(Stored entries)

## Start

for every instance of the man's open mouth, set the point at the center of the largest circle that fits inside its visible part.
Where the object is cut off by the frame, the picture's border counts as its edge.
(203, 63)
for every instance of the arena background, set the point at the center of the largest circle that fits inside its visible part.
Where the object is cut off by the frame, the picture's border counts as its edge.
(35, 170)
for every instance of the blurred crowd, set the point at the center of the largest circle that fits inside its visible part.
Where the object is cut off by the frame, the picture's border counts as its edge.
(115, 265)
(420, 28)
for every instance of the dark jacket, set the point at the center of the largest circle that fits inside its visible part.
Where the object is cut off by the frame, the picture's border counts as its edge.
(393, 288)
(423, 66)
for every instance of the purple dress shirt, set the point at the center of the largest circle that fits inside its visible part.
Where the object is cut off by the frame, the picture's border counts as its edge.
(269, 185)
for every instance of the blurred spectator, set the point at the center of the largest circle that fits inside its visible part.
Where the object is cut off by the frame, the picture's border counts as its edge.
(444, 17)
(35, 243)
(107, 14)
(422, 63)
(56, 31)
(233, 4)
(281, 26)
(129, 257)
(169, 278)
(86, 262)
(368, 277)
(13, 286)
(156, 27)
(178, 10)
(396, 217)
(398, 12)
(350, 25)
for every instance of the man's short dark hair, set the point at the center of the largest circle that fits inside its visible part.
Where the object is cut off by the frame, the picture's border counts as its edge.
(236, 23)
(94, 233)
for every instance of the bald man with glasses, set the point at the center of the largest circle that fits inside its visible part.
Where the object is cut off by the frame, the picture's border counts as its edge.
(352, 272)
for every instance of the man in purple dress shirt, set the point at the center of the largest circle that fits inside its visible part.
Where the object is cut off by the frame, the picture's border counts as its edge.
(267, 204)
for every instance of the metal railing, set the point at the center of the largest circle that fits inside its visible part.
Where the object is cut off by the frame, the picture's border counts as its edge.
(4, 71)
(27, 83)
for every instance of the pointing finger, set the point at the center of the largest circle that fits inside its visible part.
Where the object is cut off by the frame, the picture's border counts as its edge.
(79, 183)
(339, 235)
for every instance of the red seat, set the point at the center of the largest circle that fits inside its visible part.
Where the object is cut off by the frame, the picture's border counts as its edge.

## End

INSTRUCTIONS TO FOLLOW: Please express the entries as a numbered list, starting at the line containing "for every instance of the red" and ending at the last line of the entries. Leave out any blank lines.

FINISHED EXERCISE:
1. for every instance of the red seat, set the point at the center of the largest circle that fits inside its visible part.
2. Where the object is cut off by the frame, the picture's border counts as its edge.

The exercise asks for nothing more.